» Supplied material

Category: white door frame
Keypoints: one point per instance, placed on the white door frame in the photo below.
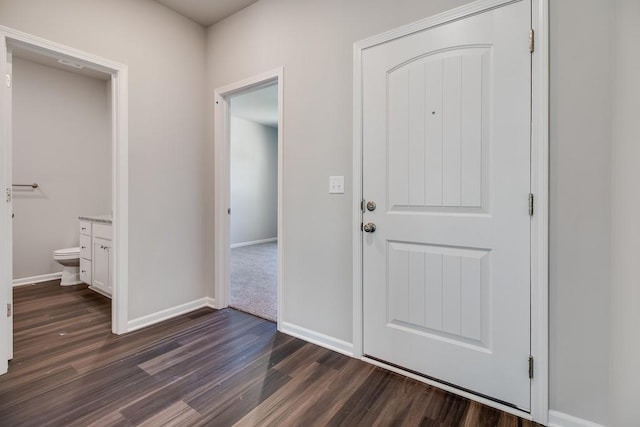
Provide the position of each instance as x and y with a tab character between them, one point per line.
119	177
539	187
222	244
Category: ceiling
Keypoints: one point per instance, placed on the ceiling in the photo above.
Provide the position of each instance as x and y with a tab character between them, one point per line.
206	12
259	105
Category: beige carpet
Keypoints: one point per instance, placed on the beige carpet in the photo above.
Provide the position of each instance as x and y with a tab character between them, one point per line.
254	272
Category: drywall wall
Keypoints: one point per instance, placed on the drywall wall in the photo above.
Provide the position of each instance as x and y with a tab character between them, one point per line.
165	55
62	141
625	299
313	41
254	181
580	204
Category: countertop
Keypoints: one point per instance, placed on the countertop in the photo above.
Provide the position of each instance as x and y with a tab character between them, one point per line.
104	219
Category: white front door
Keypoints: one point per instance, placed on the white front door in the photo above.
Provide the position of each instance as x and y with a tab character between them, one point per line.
446	159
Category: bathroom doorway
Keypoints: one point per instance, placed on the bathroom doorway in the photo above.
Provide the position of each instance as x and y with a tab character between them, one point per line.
253	173
54	154
248	195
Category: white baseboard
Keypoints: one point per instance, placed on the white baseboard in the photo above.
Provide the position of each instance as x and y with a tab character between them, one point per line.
162	315
37	279
254	242
317	338
560	419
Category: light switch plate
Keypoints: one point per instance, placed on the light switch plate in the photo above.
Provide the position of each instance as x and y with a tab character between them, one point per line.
336	185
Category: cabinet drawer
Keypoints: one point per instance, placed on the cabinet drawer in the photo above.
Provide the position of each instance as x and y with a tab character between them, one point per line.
85	247
85	228
85	271
102	231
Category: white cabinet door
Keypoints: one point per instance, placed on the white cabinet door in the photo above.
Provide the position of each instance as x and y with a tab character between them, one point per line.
446	158
101	278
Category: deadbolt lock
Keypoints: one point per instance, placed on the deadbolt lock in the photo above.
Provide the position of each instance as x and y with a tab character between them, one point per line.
369	227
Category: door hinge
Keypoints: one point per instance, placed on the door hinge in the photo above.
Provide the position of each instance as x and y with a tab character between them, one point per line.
532	40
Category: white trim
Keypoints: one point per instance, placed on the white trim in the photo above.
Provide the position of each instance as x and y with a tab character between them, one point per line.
463	11
169	313
120	196
253	242
317	338
6	253
540	220
450	389
222	188
560	419
539	182
36	279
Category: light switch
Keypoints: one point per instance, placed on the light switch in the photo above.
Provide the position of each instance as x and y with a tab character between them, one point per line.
336	185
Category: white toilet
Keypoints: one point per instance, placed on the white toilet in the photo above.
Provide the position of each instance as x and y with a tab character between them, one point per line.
70	260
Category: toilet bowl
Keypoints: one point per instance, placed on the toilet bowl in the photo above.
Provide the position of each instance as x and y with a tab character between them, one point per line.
70	260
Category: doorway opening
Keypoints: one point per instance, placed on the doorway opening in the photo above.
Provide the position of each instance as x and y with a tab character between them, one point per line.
253	168
61	170
101	134
248	195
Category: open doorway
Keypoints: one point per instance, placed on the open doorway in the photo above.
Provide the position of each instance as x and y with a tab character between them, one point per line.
253	168
247	252
39	59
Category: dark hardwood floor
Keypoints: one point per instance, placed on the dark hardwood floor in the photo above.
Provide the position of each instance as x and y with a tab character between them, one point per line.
209	367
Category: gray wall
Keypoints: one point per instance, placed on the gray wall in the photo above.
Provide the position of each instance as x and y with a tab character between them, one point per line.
313	41
62	141
594	319
625	295
254	181
580	207
165	54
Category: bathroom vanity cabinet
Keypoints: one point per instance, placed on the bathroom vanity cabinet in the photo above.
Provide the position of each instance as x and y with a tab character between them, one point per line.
96	259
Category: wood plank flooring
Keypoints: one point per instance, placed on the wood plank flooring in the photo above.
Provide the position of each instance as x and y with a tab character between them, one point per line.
209	367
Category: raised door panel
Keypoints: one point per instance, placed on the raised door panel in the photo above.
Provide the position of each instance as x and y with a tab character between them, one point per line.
85	247
101	265
85	271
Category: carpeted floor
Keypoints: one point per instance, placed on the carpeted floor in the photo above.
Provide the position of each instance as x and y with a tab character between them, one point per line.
254	272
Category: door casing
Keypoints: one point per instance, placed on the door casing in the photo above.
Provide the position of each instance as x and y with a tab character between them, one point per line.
222	194
119	177
539	185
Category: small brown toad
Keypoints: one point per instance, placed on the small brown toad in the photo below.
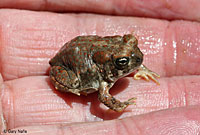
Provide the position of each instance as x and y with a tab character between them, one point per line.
92	63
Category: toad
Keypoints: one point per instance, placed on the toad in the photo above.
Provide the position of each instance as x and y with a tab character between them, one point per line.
87	64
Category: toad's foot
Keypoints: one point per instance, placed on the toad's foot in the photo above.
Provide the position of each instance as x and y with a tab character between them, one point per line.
111	102
146	74
115	104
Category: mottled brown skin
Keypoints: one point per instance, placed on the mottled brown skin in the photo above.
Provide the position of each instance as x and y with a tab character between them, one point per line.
91	63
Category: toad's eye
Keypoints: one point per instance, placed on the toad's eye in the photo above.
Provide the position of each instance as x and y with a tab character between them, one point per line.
121	62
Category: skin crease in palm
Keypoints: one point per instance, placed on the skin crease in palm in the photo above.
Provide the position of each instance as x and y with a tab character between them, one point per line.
168	31
91	63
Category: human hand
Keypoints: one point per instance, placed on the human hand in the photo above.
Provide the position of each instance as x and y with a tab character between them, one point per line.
28	39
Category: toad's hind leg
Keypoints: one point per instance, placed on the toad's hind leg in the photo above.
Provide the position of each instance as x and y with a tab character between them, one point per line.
64	79
112	102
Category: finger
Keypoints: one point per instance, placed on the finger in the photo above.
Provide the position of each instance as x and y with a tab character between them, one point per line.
33	101
172	121
2	120
29	39
174	9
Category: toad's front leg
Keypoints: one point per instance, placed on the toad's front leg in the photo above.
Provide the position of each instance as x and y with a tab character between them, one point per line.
146	74
112	102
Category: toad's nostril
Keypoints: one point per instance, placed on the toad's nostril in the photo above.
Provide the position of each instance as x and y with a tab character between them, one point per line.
138	60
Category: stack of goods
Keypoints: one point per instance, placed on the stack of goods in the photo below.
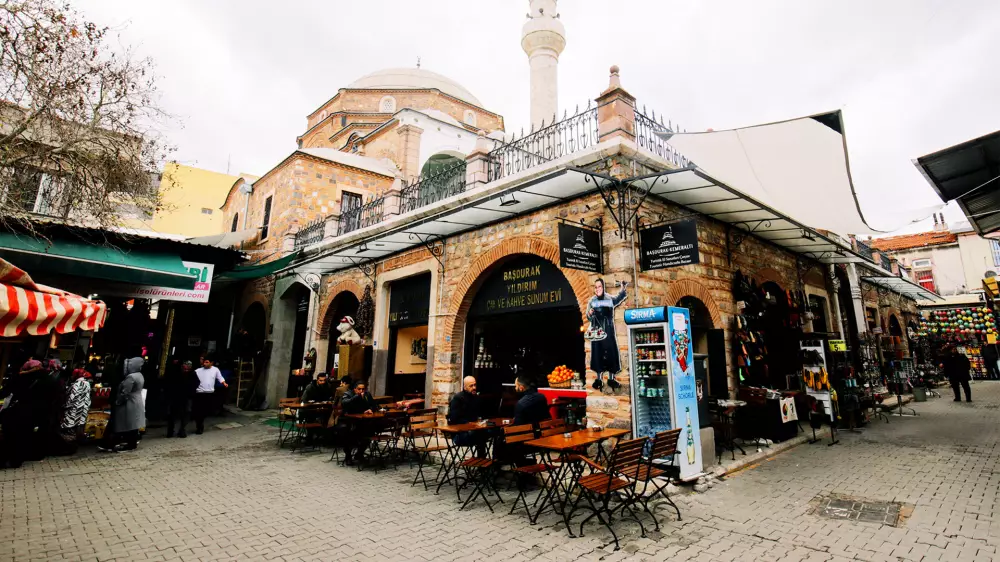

» About this exercise
With the pictures omitted, restate word for word the lines above from the line that has "Category: gray wall" up to and including the line that has "Keypoints: one point per instance, placed on the toad's foot", and no other lines.

» Answer below
Category: gray wall
Keypoints: one point per instance, placed on the gray wall in the photo above.
Provide the position of each instance as x and y with a tab character between them, one point per line.
313	41
62	141
594	319
625	295
254	181
580	207
165	54
Category: bathroom vanity cabinet
Keypoints: one point per instance, placed on the bathroom vanity cabinet in the photo above.
Provide the position of each instance as x and y with a tab character between them, one point per line.
96	259
Category: wood plank flooring
Keypoints: one point per instance, placed on the wood plank flooring in the photo above.
Provide the position of each instance as x and y with a tab character between them, one point per line.
209	367
Category: raised door panel
Keypoints: one point per instance, placed on the raised door panel in the photo above.
Provide the position of each instance as x and y with a tab character between them, one point per line.
85	247
101	265
85	271
Category: carpeted floor
Keypoints: one point per instance, placed on the carpeted floor in the photo above.
Provide the position of each instance as x and y with a tab character between them, one point per line.
254	272
Category: door casing
Keypoints: one point per instance, placed on the door casing in the photo above.
Provide the position of each instance as x and y with a tab character between them, one point per line.
222	194
119	177
539	185
Category: small brown toad
Keypoints: one point per instance, placed on the small brown toad in the photo below.
Provide the position of each instance as x and y with a tab character between them, one point per line.
92	63
Category: toad
Keypoints: one point per instance, placed on the toad in the photo above.
Provide the position of each instance as x and y with a tab character between them, one point per line.
87	64
Category: toad's foot
Keypoints: one point per instance, placed on the toad's foot in the photo above.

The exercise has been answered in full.